*Task*. Repeat exactly, and only, the lines from the one holding "task: provide the mask of every instance of the concrete" through the last line of the records below.

*Provided data*.
(begin)

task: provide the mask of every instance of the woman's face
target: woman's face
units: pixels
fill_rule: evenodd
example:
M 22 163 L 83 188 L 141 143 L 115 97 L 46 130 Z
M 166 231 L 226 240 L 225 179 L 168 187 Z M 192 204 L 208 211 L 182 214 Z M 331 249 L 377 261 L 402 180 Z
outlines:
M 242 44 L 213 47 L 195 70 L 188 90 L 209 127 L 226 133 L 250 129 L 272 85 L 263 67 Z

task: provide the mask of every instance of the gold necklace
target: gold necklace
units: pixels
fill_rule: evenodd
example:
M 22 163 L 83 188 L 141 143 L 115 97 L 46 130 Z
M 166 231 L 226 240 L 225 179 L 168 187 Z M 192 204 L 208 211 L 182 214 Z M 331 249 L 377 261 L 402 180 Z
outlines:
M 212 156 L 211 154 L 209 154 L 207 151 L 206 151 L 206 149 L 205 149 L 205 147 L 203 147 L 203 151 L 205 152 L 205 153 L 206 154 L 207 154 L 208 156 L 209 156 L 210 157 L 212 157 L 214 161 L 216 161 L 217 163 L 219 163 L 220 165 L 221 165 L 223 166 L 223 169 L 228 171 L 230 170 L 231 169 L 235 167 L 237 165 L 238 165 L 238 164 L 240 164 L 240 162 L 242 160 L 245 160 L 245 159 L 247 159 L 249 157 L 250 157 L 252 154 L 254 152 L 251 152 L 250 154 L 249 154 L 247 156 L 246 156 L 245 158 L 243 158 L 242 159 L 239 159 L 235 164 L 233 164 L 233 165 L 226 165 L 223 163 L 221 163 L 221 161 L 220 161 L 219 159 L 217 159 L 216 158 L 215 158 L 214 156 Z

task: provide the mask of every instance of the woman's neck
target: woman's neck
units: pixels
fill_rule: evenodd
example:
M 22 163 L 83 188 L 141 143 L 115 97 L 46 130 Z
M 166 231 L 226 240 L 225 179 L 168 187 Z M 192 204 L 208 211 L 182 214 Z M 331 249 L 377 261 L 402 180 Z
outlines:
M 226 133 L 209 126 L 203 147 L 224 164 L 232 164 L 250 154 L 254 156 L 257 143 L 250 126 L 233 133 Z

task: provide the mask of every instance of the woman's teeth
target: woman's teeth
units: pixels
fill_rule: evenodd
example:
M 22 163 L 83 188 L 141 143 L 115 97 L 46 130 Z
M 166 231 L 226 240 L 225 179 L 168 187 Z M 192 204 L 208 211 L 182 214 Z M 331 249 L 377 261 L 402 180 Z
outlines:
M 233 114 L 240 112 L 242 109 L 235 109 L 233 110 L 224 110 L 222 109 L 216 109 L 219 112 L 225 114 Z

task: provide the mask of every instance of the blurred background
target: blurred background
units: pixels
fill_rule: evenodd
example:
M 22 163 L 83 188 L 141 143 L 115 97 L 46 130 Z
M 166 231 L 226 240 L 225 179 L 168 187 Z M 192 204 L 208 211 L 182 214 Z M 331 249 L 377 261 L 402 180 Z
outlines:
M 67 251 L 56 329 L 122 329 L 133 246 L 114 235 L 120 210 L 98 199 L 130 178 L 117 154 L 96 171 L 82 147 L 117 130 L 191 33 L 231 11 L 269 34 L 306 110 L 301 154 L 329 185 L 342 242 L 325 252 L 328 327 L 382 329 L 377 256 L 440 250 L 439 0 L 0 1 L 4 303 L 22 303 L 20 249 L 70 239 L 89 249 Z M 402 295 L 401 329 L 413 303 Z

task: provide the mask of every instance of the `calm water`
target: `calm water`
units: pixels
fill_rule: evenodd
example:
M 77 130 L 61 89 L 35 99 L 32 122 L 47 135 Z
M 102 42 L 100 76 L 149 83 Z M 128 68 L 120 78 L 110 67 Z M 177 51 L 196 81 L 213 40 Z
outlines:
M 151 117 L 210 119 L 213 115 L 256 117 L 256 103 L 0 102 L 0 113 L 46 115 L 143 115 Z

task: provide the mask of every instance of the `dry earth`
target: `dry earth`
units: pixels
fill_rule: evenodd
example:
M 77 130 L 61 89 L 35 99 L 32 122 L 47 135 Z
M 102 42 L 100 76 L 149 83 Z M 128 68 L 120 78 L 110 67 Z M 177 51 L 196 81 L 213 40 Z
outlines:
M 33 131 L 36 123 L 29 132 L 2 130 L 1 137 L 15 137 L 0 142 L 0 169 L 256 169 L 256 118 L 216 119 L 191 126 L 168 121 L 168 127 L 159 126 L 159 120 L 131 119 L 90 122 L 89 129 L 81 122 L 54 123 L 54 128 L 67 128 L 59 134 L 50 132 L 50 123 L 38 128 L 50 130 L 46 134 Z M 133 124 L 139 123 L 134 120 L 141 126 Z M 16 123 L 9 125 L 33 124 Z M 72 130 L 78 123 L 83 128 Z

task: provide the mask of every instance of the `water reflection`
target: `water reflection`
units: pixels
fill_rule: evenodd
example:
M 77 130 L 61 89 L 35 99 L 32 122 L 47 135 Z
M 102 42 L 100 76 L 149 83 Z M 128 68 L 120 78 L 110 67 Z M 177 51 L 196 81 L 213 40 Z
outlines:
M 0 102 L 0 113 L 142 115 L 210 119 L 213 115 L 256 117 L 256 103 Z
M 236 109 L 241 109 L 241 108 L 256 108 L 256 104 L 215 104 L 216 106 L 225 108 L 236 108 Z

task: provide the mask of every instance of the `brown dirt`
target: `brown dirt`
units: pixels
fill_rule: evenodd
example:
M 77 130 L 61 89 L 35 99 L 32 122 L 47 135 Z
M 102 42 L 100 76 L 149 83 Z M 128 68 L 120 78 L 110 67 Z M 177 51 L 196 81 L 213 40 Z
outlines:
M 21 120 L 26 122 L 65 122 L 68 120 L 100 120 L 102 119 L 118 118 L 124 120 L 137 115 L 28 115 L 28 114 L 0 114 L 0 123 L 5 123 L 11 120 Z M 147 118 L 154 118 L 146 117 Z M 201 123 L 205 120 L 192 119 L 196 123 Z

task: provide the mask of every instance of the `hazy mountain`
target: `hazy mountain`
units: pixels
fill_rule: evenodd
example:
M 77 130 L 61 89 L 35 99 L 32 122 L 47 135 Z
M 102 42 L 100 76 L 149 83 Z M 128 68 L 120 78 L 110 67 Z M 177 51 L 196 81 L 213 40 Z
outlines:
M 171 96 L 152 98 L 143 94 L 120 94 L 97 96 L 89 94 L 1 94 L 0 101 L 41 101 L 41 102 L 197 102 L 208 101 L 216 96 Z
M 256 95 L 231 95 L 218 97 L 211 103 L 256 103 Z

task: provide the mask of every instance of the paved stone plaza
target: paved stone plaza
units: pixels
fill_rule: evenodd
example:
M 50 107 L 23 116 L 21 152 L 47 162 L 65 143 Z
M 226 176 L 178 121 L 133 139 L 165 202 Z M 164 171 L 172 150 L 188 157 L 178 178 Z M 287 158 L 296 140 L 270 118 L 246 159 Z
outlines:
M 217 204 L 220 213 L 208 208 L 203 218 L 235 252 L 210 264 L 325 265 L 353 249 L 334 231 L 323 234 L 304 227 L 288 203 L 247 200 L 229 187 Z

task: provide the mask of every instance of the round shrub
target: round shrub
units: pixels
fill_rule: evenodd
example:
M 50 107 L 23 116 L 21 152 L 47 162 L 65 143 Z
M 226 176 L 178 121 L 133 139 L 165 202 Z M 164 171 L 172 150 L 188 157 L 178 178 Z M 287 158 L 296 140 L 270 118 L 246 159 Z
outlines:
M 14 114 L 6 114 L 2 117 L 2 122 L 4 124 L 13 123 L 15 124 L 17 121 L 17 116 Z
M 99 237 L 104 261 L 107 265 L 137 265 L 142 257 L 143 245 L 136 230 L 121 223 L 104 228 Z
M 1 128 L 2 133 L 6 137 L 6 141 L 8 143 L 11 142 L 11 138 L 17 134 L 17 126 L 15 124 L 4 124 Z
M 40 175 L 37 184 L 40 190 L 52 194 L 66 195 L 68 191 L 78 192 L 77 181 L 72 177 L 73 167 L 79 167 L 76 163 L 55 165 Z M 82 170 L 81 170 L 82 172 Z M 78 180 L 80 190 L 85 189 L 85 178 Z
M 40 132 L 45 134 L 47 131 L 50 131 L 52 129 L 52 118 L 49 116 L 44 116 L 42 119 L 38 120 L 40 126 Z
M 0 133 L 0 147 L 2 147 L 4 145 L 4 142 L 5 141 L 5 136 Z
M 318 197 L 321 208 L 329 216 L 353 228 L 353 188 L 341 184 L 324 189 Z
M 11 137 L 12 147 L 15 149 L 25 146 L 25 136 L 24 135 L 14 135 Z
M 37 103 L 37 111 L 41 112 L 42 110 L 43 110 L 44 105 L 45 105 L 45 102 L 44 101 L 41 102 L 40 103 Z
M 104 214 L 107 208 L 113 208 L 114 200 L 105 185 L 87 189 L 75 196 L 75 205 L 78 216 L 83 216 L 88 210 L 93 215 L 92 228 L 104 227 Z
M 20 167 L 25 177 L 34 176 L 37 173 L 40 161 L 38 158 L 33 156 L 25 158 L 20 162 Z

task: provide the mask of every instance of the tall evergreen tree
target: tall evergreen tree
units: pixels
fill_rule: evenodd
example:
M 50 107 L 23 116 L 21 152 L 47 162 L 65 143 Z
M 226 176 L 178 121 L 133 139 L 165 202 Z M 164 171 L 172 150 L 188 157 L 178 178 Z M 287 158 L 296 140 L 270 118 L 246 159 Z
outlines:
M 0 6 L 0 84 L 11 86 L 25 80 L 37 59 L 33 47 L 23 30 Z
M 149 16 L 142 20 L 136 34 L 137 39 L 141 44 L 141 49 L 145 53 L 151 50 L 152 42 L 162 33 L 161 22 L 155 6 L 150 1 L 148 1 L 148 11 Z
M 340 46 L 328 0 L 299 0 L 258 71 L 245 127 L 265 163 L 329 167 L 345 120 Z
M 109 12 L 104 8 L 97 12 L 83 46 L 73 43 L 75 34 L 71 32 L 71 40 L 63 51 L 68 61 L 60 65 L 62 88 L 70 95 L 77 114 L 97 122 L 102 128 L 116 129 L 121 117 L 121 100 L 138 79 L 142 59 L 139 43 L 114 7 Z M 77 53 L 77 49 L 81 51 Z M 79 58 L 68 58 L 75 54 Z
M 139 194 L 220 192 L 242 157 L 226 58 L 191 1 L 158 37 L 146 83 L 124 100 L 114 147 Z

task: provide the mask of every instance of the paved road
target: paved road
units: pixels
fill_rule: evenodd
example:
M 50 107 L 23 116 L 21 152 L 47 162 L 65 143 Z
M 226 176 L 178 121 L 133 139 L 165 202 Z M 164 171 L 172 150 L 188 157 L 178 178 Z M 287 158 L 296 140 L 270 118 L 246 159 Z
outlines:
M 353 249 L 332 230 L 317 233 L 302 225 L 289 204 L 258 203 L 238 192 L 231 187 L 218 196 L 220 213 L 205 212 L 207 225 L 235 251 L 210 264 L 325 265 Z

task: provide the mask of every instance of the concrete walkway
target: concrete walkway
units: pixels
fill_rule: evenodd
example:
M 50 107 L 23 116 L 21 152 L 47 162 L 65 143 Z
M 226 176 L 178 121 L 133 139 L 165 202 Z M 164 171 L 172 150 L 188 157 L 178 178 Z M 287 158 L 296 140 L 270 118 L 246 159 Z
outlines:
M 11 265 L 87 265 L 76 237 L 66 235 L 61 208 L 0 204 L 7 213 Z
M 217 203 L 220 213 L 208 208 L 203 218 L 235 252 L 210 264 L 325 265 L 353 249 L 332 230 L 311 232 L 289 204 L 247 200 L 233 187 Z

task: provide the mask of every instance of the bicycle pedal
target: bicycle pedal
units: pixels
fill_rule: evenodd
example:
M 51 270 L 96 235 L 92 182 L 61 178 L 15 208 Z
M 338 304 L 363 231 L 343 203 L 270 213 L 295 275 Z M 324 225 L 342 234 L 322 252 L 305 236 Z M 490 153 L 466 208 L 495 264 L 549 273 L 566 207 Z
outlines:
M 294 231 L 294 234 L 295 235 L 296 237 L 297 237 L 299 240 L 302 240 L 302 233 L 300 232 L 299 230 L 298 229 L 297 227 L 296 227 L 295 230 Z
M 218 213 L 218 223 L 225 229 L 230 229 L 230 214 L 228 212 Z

(end)

*Exercise response*.
task: provide the mask of every instance of the concrete walkway
target: concrete walkway
units: pixels
fill_rule: evenodd
example:
M 50 107 L 23 116 L 21 152 L 47 162 L 65 143 Z
M 226 176 L 178 121 L 133 139 L 165 202 Z M 164 171 L 172 150 L 188 157 L 178 178 Z M 287 158 L 296 140 L 270 118 L 246 159 Z
outlines:
M 11 265 L 87 265 L 76 237 L 66 235 L 61 208 L 0 204 L 7 213 Z
M 217 203 L 220 213 L 208 208 L 203 218 L 235 252 L 210 264 L 325 265 L 353 249 L 332 230 L 311 232 L 289 204 L 247 200 L 233 187 Z

task: provide the mask of every instance of the bicycle pedal
target: bicycle pedal
units: pixels
fill_rule: evenodd
example:
M 51 270 L 96 235 L 92 182 L 61 178 L 15 208 Z
M 338 304 L 363 231 L 343 203 L 270 213 L 295 275 Z M 324 225 L 342 234 L 322 252 L 305 236 Z M 490 153 L 466 208 L 495 264 L 549 273 L 566 207 Z
outlines:
M 294 231 L 294 234 L 295 235 L 296 237 L 297 237 L 299 240 L 302 240 L 302 233 L 300 232 L 299 230 L 298 229 L 297 227 L 296 227 L 295 230 Z
M 218 213 L 218 223 L 225 229 L 230 229 L 230 214 L 228 212 Z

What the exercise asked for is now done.